== Activity ==
Copy every entry verbatim and skip the pictures.
*** Block opens ***
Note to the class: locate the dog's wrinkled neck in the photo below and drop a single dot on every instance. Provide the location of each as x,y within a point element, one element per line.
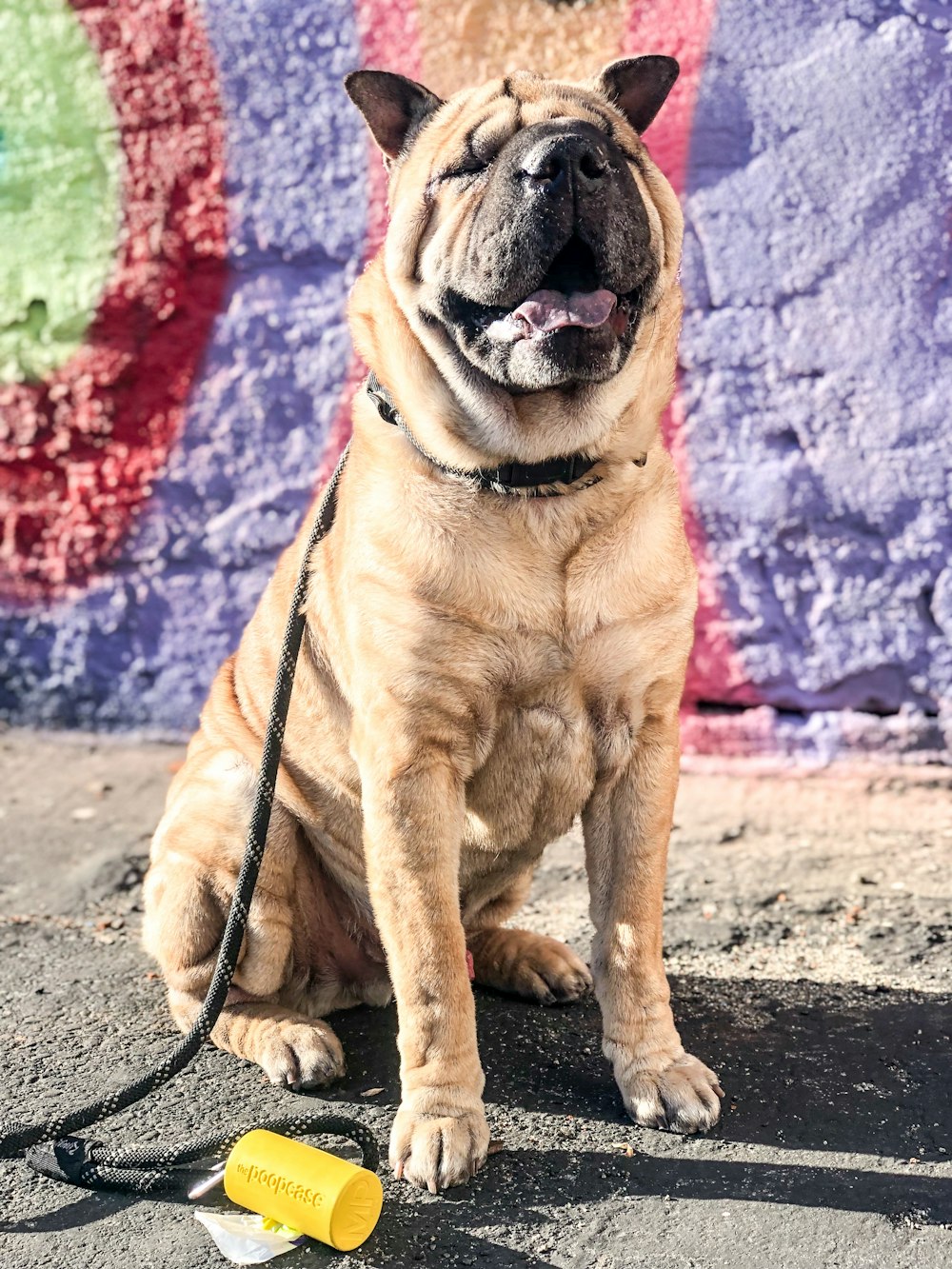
<point>467,422</point>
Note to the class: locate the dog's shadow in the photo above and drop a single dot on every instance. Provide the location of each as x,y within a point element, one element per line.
<point>807,1067</point>
<point>811,1069</point>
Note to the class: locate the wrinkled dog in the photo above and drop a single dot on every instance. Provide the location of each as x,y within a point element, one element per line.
<point>484,660</point>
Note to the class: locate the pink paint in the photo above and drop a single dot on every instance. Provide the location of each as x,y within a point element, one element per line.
<point>684,30</point>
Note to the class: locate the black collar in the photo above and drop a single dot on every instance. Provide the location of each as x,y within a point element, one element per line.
<point>533,480</point>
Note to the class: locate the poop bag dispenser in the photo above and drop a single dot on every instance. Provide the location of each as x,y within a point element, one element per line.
<point>303,1187</point>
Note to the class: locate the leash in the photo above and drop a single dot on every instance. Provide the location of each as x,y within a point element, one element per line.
<point>49,1145</point>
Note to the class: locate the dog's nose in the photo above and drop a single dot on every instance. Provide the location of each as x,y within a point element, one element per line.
<point>566,163</point>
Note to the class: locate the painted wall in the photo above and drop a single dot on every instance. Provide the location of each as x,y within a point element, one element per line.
<point>190,197</point>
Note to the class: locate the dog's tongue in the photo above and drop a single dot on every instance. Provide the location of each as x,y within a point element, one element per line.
<point>552,309</point>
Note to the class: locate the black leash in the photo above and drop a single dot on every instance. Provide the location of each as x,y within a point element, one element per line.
<point>49,1145</point>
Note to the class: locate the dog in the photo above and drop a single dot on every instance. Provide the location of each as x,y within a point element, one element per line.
<point>482,663</point>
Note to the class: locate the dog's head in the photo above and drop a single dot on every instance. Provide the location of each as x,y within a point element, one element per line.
<point>531,235</point>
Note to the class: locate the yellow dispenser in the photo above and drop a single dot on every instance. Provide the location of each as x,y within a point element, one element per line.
<point>305,1188</point>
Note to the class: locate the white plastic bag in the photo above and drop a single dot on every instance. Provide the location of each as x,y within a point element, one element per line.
<point>247,1239</point>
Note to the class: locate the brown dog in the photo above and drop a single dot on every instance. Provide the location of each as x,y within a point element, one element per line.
<point>480,666</point>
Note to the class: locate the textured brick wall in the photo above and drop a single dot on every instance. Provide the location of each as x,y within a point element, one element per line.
<point>175,368</point>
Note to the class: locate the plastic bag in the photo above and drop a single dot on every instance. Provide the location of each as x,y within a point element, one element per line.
<point>247,1239</point>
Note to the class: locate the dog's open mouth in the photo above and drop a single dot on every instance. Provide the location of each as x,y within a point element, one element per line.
<point>545,311</point>
<point>570,296</point>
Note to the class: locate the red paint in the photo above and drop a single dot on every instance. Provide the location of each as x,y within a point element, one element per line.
<point>684,30</point>
<point>78,452</point>
<point>388,42</point>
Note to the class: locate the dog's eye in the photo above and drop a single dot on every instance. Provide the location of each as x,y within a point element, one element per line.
<point>468,168</point>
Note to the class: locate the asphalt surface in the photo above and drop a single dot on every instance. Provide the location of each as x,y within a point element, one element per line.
<point>810,937</point>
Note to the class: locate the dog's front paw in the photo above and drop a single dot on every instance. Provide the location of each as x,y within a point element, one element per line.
<point>434,1151</point>
<point>681,1096</point>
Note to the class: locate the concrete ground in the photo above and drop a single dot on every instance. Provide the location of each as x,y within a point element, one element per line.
<point>809,929</point>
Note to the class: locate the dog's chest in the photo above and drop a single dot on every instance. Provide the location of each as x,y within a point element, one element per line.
<point>551,732</point>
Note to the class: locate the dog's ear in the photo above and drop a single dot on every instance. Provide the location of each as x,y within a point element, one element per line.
<point>639,87</point>
<point>394,107</point>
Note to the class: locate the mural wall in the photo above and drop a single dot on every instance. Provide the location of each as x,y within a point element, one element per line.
<point>187,195</point>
*** Block closes ***
== Result of this exercise ==
Note to the class: locate the dog's wrinkled neck in the photo below and drop a single dot on every instance. Provide the location of each as x,y within a point element, one element per line.
<point>467,422</point>
Note to the class: locate the dog's shadow in the photo above and drop a single dot on every instance. Provide the location of each as x,y within a point element, one element per line.
<point>807,1067</point>
<point>811,1069</point>
Note to the class: locate the wrinkled dog in the photo above and drop a single dot on every instance. Provide the location of each as x,y within a point element, one element per line.
<point>484,660</point>
Note to the class: locate the pink paint in the photo above and drop a single dot on every instance. Provide the location of each as x,y within a point element, one element per line.
<point>684,30</point>
Note to the class: locate the black collar in the photo above and drop a single dot on every instance. Provide the location of each as x,y within a point element, one element per line.
<point>533,480</point>
Note to the class: locate the poop bag dispenser in the photo above and drop a single dot on every instance. Provide the location of each as x,y within a point element, one element per line.
<point>303,1187</point>
Note to the class: locate the leash in the photo above and drop a single dot on every instance. Provide the location of each as x,y within a point element, one element per line.
<point>49,1145</point>
Note to the class: locate the dog's nose in the photo above and drop a single dot on every instance. Provide the location of each as x,y within a point element, one element per line.
<point>566,163</point>
Note to the class: locate the painted wall in the photo above and drop a single dot on every instance. Provide the location of each as x,y within a point element, one element per line.
<point>190,197</point>
Note to the class: locate the dog's tongue in the photo above and drop a single dot on every instance. Provide the location of each as x,y within a point element, one element per line.
<point>552,309</point>
Note to the class: locate the black leash in the photo above and drop a single dot on every instance. Provide the location of each as x,y within a point element, one element per line.
<point>49,1145</point>
Note to the class: locate the dog in the photo above and drop a single dot on every instance. Provide the location of each as x,y within a point element, one element per line.
<point>482,663</point>
Note to the class: locate the dog's head in the photo above and drop a single dot on every instance. Provide the location of each as x,y within a point element, one element per line.
<point>531,235</point>
Note to the class: locate the yellow dispenser in the photo above and drop a single dot on every instance. Provide the location of each as x,y within a point element, one element per line.
<point>305,1188</point>
Note to the class: locate the white plastic bag in the photo above and drop a single dot on every instance. Provide the location of each as x,y within a point element, one element per line.
<point>247,1239</point>
Note to the class: locate the brown dog in the photo above and drop a single dot on every instance. Provide the location of each as x,y within a point element, one element per line.
<point>480,666</point>
Note to the class: locate the textured brick wall in the photo above and drop a single dot on every instance. Provide the location of each as x,y within a point element, one element per line.
<point>175,368</point>
Note to the class: locate the plastic bag in the photo above and drop a single dot on every instance. Provide the location of each as x,y within a point element, one element per line.
<point>247,1239</point>
Note to the class: locate the dog's open mouth in the photo above and drop a single dot on every instance. Provide the location of each as x,y within a point element, one element per line.
<point>545,311</point>
<point>570,296</point>
Note to the class: locate the red paint in the photo above and drop a single dot on every instance. Provide the location of each as x,y within a point element, one element per line.
<point>684,30</point>
<point>78,452</point>
<point>388,42</point>
Note to the class: locate the dog's eye in the photo above and drop a single dot on every instance. Provide the location of each as x,y within a point element, one element per line.
<point>468,168</point>
Note to the class: locate the asphalt surface in the photo above and drop a single dot on every instance. Provide the location of each as x,y within a point element, one element per line.
<point>810,937</point>
Note to the class: locate the dog's front paw in the photo above and drop a single dot on every instance. Provide the location of each as x,y within a point element, one element per line.
<point>434,1151</point>
<point>681,1096</point>
Note to the class: locate the concrete ground in the photo above and drop a single dot on every instance. Provide the location of each as x,y within a point element, one element per line.
<point>809,929</point>
Note to the class: locate the dog's chest in the photo above and drop a single dot on every instance. Provide the location of each as x,y within a point element, one element per line.
<point>551,732</point>
Note to the class: locate the dog's ear in the photo above and drop a single dot on every instance. Provide the location of each as x,y within a point element, one element per line.
<point>639,87</point>
<point>394,107</point>
Note to the class: locate the mural wall in the photo above and drop a single dot on every instance. Provide the location of each as x,y within a point element, one element per line.
<point>187,195</point>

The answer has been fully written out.